*Task requirements*.
Copy out, word for word, the stretch of the data from the line containing "Can you see the reflective" through the end of the data.

(A run of data)
____
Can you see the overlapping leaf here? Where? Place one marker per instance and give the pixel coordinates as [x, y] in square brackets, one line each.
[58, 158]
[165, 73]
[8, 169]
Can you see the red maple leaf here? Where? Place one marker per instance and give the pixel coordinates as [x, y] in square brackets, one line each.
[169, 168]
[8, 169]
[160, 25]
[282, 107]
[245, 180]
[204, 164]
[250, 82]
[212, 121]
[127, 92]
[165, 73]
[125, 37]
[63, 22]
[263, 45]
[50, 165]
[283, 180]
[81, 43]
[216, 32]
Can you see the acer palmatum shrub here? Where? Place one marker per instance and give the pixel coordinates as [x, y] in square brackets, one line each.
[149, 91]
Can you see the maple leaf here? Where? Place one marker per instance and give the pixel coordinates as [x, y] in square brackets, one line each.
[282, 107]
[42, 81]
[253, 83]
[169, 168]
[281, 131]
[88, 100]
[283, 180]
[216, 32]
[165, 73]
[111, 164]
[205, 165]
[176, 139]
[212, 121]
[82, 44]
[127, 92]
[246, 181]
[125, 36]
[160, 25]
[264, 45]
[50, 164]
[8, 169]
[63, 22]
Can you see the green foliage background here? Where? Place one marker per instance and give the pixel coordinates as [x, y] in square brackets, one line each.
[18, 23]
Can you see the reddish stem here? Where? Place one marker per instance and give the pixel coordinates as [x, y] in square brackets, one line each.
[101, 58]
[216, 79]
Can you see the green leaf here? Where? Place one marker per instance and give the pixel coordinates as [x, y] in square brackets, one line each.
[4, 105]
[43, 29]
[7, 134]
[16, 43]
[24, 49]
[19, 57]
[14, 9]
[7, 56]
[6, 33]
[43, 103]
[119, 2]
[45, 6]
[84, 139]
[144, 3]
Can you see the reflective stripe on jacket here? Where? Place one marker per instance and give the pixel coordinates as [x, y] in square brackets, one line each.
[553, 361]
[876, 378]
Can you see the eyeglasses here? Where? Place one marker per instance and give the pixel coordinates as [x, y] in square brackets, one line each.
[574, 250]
____
*Exercise solution*.
Can you see the reflective stripe on jacket here? Where? Place one marker per instance and give the pixel coordinates as [x, y] in square brackets, one line each.
[553, 361]
[876, 378]
Can you see the eyeglasses here? Where? Place one marker per instance and give the pixel coordinates as [x, y] in square brackets, one line each.
[574, 250]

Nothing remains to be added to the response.